*TRECHO SELECIONADO*
§

Doutor Sono e a miséria do mundo
Doutor Sono inevitavelmente foi comparado com o seu antecessor, e bastante criticado pelo excesso de referências a obra de Kubrick. Entretanto, é importante distinguir a diferença de estilos de terror/suspense entre os dois filmes. Kubrick se preocupou em tornar o Overlook um lugar terrível e imprevisível, mas com um toque de alucinação. Além disso, buscou explorar ao máximo instabilidade psicológica de Jack Torrance, com uma inesquecível atuação de Jack Nicholson.
Já Mike Flanagan, se focou em mostrar a perversão do mundo e o quanto as pessoas são capazes de ser amorais e maquiavélicas em nome da satisfação dos próprios impulsos. Nesse sentido o bando do Nó Verdadeiro, foi muito bem representado, para eles não havia limites éticos em aspirarem o vapor de suas vítimas. Seus rituais de sacrifício se mostravam implacáveis e com requintes de crueldade. A semelhança com o abuso sexual infantil é terrível.
Doutor Sono não se preocupa em causar sustos, mas mostrar a voracidade do mundo e o quanto as relações humanas podem ser frágeis e pervertidas. O grupo do Nó Verdadeiro, apesar de ser representado de uma maneira inumana, têm seus impulsos e sua perversidade mostrados de forma humanas. Ao menos, há também o forte vínculo de Danny com Billy e com Abra, baseados na alteridade e cuidado, servindo como um contraponto da miséria da relação entre os membros do funesto bando.
Lacan, em uma grande parte de sua obra, distinguiu o desejo do gozo. Para o psicanalista, o desejo é uma barreira contra o gozo. Ainda que o desejo também exija algum grau de satisfação, ele permanece preso à falta. Ou seja, o desejo nunca é saciado por completo, apenas parcialmente. O gozo, por sua vez, é desmedido, busca uma descarga completa do prazer e um flerte com a morte. O desejo é atravessado pela castração, consequentemente é forjado pela ética, pela moral e pela Lei. O gozo é esvaziado de sentido, permanece fora da linguagem e de representação.

§

*MATERIAL EXTRAÍDO*
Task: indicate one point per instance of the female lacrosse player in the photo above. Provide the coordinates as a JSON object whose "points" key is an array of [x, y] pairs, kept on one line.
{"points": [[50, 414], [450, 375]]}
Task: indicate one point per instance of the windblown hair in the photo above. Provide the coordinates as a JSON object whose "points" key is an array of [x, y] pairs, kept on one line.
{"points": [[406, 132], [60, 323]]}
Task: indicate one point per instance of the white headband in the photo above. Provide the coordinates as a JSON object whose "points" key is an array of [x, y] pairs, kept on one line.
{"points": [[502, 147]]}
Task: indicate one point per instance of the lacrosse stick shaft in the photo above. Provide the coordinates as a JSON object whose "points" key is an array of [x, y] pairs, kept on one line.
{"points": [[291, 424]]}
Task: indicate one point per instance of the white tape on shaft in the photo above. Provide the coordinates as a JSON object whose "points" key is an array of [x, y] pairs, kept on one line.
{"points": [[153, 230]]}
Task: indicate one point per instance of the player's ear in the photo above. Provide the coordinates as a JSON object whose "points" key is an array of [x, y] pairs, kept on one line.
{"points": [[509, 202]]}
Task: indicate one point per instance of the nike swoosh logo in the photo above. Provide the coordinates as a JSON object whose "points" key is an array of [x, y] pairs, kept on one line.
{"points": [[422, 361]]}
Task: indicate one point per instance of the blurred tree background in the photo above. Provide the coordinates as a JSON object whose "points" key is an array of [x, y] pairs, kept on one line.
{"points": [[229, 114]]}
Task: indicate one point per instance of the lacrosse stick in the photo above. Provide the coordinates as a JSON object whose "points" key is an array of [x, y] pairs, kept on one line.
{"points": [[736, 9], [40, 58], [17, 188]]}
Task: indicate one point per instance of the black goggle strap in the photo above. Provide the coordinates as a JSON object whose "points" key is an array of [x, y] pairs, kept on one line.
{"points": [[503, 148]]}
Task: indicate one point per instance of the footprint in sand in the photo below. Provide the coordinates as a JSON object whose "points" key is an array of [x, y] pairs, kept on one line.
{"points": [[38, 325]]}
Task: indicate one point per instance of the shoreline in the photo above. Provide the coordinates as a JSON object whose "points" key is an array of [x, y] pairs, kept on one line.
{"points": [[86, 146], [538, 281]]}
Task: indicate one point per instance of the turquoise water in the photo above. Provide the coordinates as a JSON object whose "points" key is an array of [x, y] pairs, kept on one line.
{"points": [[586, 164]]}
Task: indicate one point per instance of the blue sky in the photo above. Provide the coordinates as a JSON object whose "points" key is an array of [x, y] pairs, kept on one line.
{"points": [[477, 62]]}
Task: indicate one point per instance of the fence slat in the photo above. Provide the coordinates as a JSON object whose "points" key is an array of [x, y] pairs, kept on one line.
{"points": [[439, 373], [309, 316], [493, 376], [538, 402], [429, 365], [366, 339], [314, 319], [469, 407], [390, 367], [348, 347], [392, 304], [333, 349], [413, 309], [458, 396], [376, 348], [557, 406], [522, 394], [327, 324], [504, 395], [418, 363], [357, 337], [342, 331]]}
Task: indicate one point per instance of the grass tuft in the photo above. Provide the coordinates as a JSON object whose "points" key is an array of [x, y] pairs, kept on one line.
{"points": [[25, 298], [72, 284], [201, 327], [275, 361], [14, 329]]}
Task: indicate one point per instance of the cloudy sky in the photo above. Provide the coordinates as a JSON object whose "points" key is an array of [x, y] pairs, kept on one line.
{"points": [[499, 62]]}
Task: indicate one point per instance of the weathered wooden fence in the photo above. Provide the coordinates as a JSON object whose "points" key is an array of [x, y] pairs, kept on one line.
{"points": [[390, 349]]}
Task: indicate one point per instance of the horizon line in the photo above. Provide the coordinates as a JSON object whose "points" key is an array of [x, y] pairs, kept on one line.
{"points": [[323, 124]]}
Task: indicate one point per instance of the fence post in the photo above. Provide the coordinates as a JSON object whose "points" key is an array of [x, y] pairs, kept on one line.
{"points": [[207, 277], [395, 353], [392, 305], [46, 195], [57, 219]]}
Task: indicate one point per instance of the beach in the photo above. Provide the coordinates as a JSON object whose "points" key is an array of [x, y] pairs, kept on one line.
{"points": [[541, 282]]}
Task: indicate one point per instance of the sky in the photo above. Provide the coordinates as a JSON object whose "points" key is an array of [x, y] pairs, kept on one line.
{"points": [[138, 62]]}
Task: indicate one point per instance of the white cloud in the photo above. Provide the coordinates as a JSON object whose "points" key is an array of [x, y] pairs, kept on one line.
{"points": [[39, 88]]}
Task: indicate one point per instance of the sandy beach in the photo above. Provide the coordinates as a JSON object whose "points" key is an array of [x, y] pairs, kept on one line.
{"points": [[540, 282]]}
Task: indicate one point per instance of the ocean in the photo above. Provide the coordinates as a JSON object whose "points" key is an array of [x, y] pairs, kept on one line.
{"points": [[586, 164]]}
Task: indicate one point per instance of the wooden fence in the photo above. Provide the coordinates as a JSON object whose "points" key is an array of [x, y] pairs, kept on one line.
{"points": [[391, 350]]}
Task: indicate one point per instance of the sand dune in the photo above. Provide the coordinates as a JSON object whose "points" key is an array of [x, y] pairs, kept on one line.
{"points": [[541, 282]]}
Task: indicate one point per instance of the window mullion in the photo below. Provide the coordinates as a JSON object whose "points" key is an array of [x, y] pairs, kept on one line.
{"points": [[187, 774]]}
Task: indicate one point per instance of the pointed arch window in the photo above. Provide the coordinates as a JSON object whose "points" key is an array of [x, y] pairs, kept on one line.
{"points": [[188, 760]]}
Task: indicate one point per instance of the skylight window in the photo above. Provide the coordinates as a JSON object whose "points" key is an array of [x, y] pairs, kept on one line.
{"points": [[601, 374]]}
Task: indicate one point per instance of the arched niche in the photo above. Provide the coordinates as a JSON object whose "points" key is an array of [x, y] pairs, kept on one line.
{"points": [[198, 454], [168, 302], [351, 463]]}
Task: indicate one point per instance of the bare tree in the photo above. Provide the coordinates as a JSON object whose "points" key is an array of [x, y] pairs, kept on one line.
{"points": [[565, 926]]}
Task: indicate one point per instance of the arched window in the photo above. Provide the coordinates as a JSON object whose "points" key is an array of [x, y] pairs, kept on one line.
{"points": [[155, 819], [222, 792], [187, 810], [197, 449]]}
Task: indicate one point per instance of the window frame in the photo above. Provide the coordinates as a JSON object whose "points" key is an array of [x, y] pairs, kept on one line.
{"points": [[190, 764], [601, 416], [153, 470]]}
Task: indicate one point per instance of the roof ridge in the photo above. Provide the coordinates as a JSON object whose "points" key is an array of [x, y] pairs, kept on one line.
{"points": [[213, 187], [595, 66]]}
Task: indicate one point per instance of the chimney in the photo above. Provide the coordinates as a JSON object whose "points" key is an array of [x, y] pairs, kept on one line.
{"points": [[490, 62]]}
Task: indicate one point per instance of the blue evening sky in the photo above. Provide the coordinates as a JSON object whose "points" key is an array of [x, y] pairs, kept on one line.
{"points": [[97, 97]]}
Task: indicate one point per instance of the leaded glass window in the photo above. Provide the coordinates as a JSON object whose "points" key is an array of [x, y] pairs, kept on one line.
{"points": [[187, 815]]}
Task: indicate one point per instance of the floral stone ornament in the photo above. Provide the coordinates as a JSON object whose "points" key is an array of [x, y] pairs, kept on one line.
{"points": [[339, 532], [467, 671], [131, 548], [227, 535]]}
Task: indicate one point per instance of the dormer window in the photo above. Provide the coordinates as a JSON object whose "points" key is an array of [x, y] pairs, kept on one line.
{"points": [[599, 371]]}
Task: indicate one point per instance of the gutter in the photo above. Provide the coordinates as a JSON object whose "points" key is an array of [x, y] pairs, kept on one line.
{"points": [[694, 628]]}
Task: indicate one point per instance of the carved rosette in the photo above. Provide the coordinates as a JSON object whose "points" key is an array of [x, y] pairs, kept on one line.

§

*TAREFAS PROPOSTAS*
a. Relacione todos os personagens individuais mencionados pelo nome no trecho sobre Doutor Sono.
b. Dê continuidade ao trecho sobre Doutor Sono, começando logo depois da última frase apresentada.

*RESPOSTAS*
a. Jack Torrance, Danny, Billy e Abra.

b.
O grupo do Nó Verdadeiro, claramente é a concretização do gozo, são verdadeiros “outsiders”, fixados na caça por novos vapores. Eles se mantêm apartados da sociedade e de qualquer tipo de regra que não seja a deles. Ao objetificar ao extremo as relações, eles também se tornam objetos esvaziados de subjetividade e desejo.
Na natureza, por uma questão de instinto de sobrevivência, os seres vivos devoram uns aos outros de acordo com suas respectivas teias alimentares. No que se refere a humanidade, principalmente na perversão, a preocupação não está na necessidade, mas no gozo, no excesso. É justamente dessa fome que Doutor Sono trata, na busca incessante e maquiavélica pela onipotência, por uma certa imortalidade e o descaso com a alteridade e o Outro (a Lei simbólica). Talvez o grande trunfo do filme esteja em transmitir o terror em ser devorado por esse mundo pervertido.